Set of tasks
- a) Answer these questions from the passage about PESPs:
(i) Where and in which years was the PES scheme studied by Rodríguez de Francisco et al. (2013) implemented?
(ii) How did participants in Changting green their barren upland?
(iii) According to the quote from Salzman et al., on what kind of land are PES contracts often established?
- b) Pick up the passage about PESPs after its last sentence and keep writing.

Negative impacts are also seen in developing countries when PESPs have deprived or reduced the rights of poor landholders and/or non-participants to access and use natural resources, thereby affecting traditional lifeways, cultural values and social identities. For example, in a PES scheme implemented in Pimampiro, Ecuador between 2000 and 2001, Rodríguez de Francisco et al. (2013) shared that the “PES scheme reinforces existing social differences, erodes community organization, undermines traditional farming practices, and perpetuates inequalities in resource access in the ‘‘working’’ landscape inhabited by the upstream peasant community paid for watershed management”… and then explained that “PES schemes are thus not neutral initiatives imposed upon blank canvases, but intersect with existing development trajectories and power relations” (Rodríguez de Francisco et al., 2013, p.1217).

The case studies show that PESPs, in practice, can bring some environmental benefits, such as maintaining the existing communal forest cover in Pimampiro (Rodríguez de Francisco et al., 2013), or greening the participants’ barren upland in Changting through the cultivation of orchards (Wang et al., 2017). In addition, some economic goals of PESPs can be achieved, at least for participants, such as increase in their income (Rodríguez de Francisco et al., 2013; Wang et al., 2017). Nevertheless, we also see some negative effects caused by PESPs (Rodríguez de Francisco et al., 2013; Wang et al., 2017). PESPs have the potential to negatively affect community incomes and/or their use of ES (such as the SLCP in Changting for non-participants) when compared to conditions existing before the implementation of PESPs (Wang et al., 2017). Amongst unintended consequences, PESPs can sometimes lead to increased illegal deforestation in non-PES areas—one of the main causes of natural resource loss. “PES contracts are often established on low-value lands unlikely to be converted to other uses—and leakage—that avoided deforestation in the PES area leads to increased logging in other areas” (Salzman et al., 2018a, p.221). PESPs may also provoke or escalate conflicts (especially in unequal resource allocations or with inequities in social power structures). PESPs can increase economic and political disparities between participants and non-participants, between ES sellers and ES buyers and between “external actors and members of the peasant community” (Rodríguez de Francisco et al., 2013). These social conflicts lead to significant resource depletion, which obviously not only negatively impacts current social and environmental sustainability, but also causes negative consequences for the availability of natural resources for future generations.

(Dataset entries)
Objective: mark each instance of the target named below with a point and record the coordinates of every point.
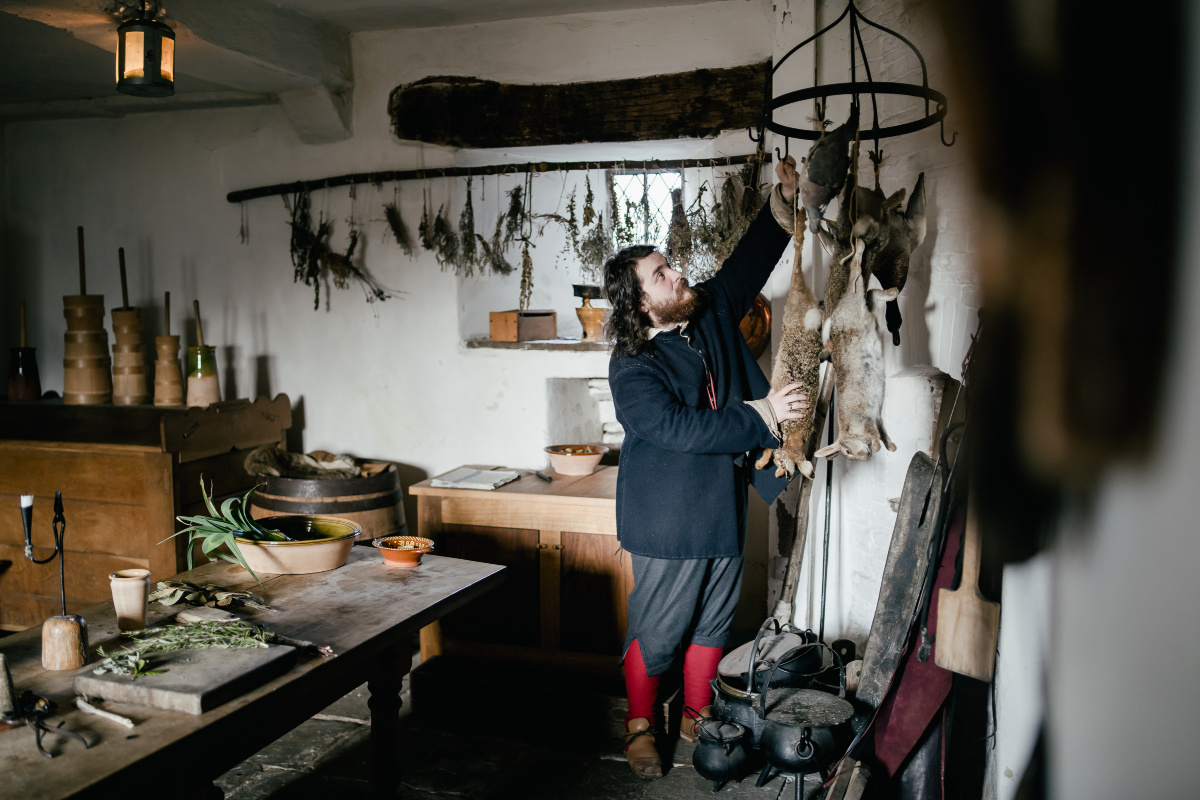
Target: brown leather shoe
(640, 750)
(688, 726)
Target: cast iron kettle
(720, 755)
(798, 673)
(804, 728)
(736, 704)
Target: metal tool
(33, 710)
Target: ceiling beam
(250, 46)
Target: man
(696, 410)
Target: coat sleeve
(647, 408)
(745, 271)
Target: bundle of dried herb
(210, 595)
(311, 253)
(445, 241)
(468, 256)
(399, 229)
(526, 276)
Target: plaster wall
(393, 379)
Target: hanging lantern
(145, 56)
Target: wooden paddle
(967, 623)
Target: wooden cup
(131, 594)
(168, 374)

Responses for each task
- a)
(i) In Pimampiro, Ecuador, between 2000 and 2001.
(ii) By cultivating orchards.
(iii) On low-value lands unlikely to be converted to other uses.

- b)
Notably, not all PESPs enhance the social and economic wellbeing of participants when compared to non-participants. Compared to non-participants, participants in the Anji County (one of 20 poor units in Zhejiang Province, China) Ecological Welfare Forest Program (EWFP—also known as one of the world’s largest PESPs) experienced overall lower increases in human wellbeing and more unequal income between 2000 and 2016. The rapid and disproportionate increase in business income as nature-based tourism caused this gap. Geographic heterogeneity in EWFP results was also found. Improved ES in Anji County were found mainly in the south of the county, in contrast to a reduction in ES in the middle and north (Ding et al., 2022).

Importantly, PESPs should ideally aim to secure permanence of long-term benefits. Permanence here relates to how to improve or maintain success after payments cease (Wunder et al., 2008; Pagiola et al., 2016; Frings et al., 2023). PESPs’ outcomes become less positive with time (Ola et al., 2019). The benefits generated during initial implementation as all benefits generated during PESPs implementation time are not guaranteed to continue when PESPs end (Wunder et al., 2008; Pagiola et al., 2016; 2020). This raises concerns about the long-term viability and success of PESPs (Wunder et al., 2008; Pagiola et al., 2016; 2020; Ola et al., 2019). This could be due to (1) lacking additionality as expected, or (2) changing to land uses with negative ES impacts or (3) “second- order impacts” or unintended consequences of PESPs that lessen, or even negate the benefits PESPs once brought (this is called PES “leakage or slippage”) (Pagiola et al., 2016). From an ecological and socio-psychological perspective, PESPs can create different mechanisms that can strengthen (“crowd-in”) or erode (“crowd-out”) autonomous motivation (Frederick and Yasué, 2019). For instance, a Cambodian PESP started in 2006 significantly shifted perceived forest values from traditional subsistence-related values to monetary-income values (Chervier et al., 2019). As a consequence of overemphasizing monetary values, researchers determined that the program’s effectiveness and benefits would likely stop because the local people said that they were likely to stop obeying conservation rules at that point (Chervier et al., 2019). This case study shows that the long-term management and preservation of ES can face more challenges after termination of a PESP than before it was even implemented.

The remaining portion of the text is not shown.